##### Input for this task

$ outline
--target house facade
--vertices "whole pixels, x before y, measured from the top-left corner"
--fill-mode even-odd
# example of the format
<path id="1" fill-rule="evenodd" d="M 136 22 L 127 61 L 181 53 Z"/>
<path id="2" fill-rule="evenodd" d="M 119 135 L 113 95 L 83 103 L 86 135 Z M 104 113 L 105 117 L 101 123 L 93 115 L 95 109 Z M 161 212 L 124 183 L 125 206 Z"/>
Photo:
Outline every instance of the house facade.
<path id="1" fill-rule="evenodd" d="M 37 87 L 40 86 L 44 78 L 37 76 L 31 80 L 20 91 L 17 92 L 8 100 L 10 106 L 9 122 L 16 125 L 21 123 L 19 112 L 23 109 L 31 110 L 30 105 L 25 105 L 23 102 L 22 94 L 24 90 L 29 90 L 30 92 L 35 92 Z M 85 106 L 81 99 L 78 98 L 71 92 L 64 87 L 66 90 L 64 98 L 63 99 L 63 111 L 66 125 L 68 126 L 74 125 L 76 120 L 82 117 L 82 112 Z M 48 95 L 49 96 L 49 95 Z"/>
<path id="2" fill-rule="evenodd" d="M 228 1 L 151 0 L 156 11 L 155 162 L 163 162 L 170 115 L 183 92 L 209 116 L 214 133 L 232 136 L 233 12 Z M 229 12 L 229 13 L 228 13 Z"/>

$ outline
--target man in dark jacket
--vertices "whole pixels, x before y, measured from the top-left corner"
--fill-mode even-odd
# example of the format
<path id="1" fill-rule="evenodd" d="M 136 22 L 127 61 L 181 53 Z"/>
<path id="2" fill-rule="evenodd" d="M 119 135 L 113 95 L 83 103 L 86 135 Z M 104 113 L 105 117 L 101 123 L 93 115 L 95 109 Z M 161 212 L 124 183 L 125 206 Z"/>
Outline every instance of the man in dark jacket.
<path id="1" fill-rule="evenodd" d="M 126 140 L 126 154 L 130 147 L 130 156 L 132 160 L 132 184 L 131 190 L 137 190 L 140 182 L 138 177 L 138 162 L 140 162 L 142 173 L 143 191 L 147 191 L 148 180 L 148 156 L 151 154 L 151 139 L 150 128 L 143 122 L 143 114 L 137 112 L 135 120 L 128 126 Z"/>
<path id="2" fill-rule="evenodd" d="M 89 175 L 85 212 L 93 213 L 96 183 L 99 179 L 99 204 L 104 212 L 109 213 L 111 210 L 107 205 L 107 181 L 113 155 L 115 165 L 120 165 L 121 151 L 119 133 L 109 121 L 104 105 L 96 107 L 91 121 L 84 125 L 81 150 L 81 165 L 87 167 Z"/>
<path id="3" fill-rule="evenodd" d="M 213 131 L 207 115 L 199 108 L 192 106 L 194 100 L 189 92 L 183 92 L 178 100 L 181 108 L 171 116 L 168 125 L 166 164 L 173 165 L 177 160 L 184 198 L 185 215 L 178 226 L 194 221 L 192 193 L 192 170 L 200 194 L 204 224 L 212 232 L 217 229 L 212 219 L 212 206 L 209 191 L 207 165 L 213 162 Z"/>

##########

Goal of the exercise: Copy the whole listing above line for line, changing nothing.

Complete answer:
$ outline
--target house facade
--vertices "whole pixels, x before y, measured from the top-left corner"
--fill-mode even-odd
# example of the format
<path id="1" fill-rule="evenodd" d="M 136 22 L 127 61 L 181 53 Z"/>
<path id="2" fill-rule="evenodd" d="M 119 135 L 113 95 L 83 103 L 86 135 Z M 104 113 L 105 117 L 101 123 L 93 115 L 95 109 Z M 161 212 L 124 183 L 125 206 Z"/>
Photo:
Outline every instance of the house facade.
<path id="1" fill-rule="evenodd" d="M 37 87 L 40 86 L 44 78 L 37 76 L 31 80 L 20 91 L 17 92 L 8 100 L 10 106 L 9 122 L 16 125 L 21 123 L 19 112 L 23 109 L 31 110 L 30 105 L 25 105 L 23 102 L 22 94 L 24 90 L 29 90 L 30 92 L 35 92 Z M 85 106 L 81 99 L 78 98 L 71 92 L 64 87 L 66 90 L 64 98 L 63 99 L 63 111 L 66 125 L 68 126 L 74 125 L 76 120 L 82 117 L 82 112 Z M 48 95 L 49 96 L 49 95 Z"/>
<path id="2" fill-rule="evenodd" d="M 228 1 L 151 0 L 156 11 L 155 162 L 163 162 L 170 115 L 183 92 L 209 116 L 214 133 L 232 136 L 233 12 Z M 229 12 L 229 13 L 228 13 Z"/>

$ outline
--target man in dark jacket
--vertices "whole pixels, x before y, measured from the top-left corner"
--fill-mode even-odd
# example of the format
<path id="1" fill-rule="evenodd" d="M 136 22 L 127 61 L 181 53 Z"/>
<path id="2" fill-rule="evenodd" d="M 119 135 L 113 95 L 83 103 L 86 135 Z M 104 113 L 105 117 L 101 123 L 93 115 L 95 109 Z M 161 212 L 124 183 L 125 206 Z"/>
Outline every instance of the man in dark jacket.
<path id="1" fill-rule="evenodd" d="M 126 140 L 126 154 L 130 147 L 130 156 L 132 160 L 132 184 L 131 190 L 137 190 L 140 182 L 138 177 L 138 162 L 140 162 L 142 173 L 143 191 L 147 191 L 148 180 L 148 156 L 151 154 L 151 139 L 150 128 L 143 122 L 143 114 L 137 112 L 135 120 L 128 126 Z"/>
<path id="2" fill-rule="evenodd" d="M 89 175 L 85 212 L 93 213 L 96 183 L 99 179 L 99 204 L 104 212 L 109 213 L 111 210 L 107 205 L 107 181 L 113 155 L 115 165 L 120 165 L 121 151 L 119 133 L 109 121 L 104 105 L 96 107 L 91 121 L 84 125 L 81 150 L 81 165 L 87 167 Z"/>
<path id="3" fill-rule="evenodd" d="M 213 131 L 207 115 L 199 108 L 192 106 L 194 100 L 189 92 L 183 92 L 178 100 L 181 108 L 171 116 L 168 125 L 166 164 L 173 165 L 177 160 L 184 198 L 185 215 L 178 226 L 194 221 L 192 193 L 192 170 L 200 194 L 204 224 L 212 232 L 217 229 L 212 219 L 212 206 L 209 191 L 207 165 L 213 162 Z"/>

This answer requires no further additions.